→ **Directives**
A. According to the news article on Hussein's trial, what campaign are prosecutors pressing their case about?
B. Based on the news article on Hussein's trial, say whether each statement agrees with it, and quote the deciding words: (i) The documents were presented on a Monday. (ii) Hussein had already been convicted in a case about villagers from Dujayl. (iii) The attack described targeted villagers in southern Iraq.

→ **Passage shown**

* start *

Memos Outline Chemical Plans

Memos Outline Chemical Plans
December 19th, 2006  
Team Infidel

Topic: Memos Outline Chemical Plans

Memos Outline Chemical Plans
Los Angeles Times
December 19, 2006
Potentially damning evidence is presented at Hussein's genocide trial.
By Borzou Daragahi, Times Staff Writer
BAGHDAD Prosecutors charging former President Saddam Hussein with genocide presented potentially damning documents Monday that show his government used banned chemical weapons in a late-1980s counterinsurgency operation against Iraqi Kurds.
The documents, if authentic, give a chilling account of the decision-making process behind a chemical weapons attack on Kurdish villagers in northern Iraq. They suggest that Hussein's office was kept regularly informed on the effects and characteristics of chemical weapons and approved their use.
Hussein already faces the death penalty after being convicted of mass murder against Shiite Muslim villagers from Dujayl. While the appellate court reviews that sentence, prosecutors continue to press the case against Hussein for his alleged role in the Anfal campaign, an operation in which tens of thousands of Kurds died, some in chemical weapons attacks.
In cold, bureaucratic language, the documents presented Monday describe a regime determined to use chemical weapons for maximum lethality.

* end *

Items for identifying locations
* start *

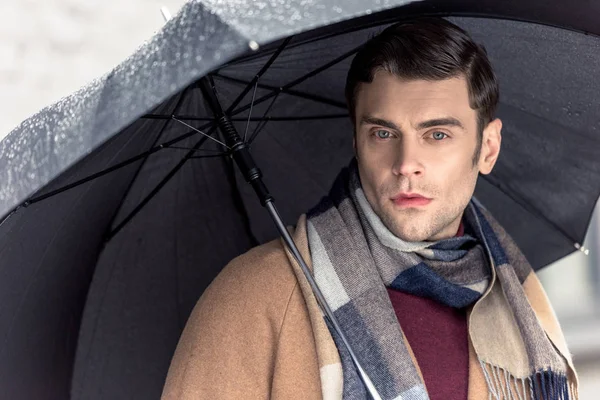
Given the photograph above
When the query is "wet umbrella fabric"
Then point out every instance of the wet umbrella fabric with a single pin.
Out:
(96, 282)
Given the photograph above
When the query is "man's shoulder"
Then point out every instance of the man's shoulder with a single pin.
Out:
(263, 271)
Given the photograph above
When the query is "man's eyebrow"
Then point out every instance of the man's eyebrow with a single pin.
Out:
(367, 119)
(446, 121)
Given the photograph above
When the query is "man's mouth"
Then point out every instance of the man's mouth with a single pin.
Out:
(408, 200)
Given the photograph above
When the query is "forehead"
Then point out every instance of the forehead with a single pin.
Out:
(410, 101)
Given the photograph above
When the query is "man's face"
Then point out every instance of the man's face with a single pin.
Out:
(415, 142)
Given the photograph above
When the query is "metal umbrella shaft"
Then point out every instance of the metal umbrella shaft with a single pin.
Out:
(241, 155)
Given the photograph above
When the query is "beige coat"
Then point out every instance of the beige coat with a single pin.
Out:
(251, 335)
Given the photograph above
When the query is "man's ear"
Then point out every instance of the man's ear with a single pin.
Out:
(490, 146)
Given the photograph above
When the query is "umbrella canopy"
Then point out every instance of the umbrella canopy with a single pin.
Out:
(120, 205)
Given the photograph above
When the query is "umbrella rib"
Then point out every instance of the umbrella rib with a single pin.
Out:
(300, 79)
(202, 133)
(263, 123)
(145, 159)
(260, 73)
(157, 188)
(113, 168)
(292, 92)
(253, 119)
(530, 209)
(140, 156)
(250, 112)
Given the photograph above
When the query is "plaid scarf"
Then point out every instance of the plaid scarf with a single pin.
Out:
(355, 257)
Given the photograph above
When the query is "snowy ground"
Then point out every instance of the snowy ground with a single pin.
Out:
(50, 48)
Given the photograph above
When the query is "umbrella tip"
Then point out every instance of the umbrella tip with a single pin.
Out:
(165, 12)
(253, 45)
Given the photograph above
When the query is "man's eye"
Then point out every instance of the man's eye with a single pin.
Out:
(439, 135)
(381, 134)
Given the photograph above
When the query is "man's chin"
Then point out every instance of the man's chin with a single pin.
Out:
(406, 232)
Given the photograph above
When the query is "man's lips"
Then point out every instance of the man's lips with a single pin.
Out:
(410, 200)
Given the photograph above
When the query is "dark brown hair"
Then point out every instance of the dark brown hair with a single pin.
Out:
(429, 49)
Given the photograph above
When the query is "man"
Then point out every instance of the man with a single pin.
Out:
(435, 299)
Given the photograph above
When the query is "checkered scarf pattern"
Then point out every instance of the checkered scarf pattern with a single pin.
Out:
(355, 257)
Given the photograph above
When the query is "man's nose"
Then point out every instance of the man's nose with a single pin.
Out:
(408, 160)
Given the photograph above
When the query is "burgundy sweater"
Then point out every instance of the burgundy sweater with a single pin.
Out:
(438, 337)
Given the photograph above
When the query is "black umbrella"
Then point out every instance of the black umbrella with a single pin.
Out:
(120, 203)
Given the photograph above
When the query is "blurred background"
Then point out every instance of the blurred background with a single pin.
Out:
(52, 48)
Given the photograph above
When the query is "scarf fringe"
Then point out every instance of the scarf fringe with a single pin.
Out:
(542, 385)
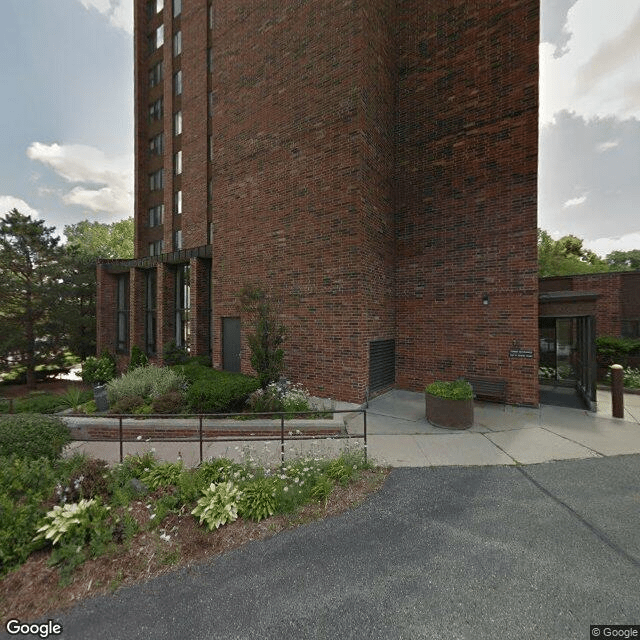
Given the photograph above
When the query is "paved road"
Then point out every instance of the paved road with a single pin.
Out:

* end *

→ **Final answers**
A. The Anfal campaign.

B.
(i) Yes: "presented potentially damning documents Monday"
(ii) Yes: "convicted of mass murder against Shiite Muslim villagers from Dujayl"
(iii) No: "Kurdish villagers in northern Iraq"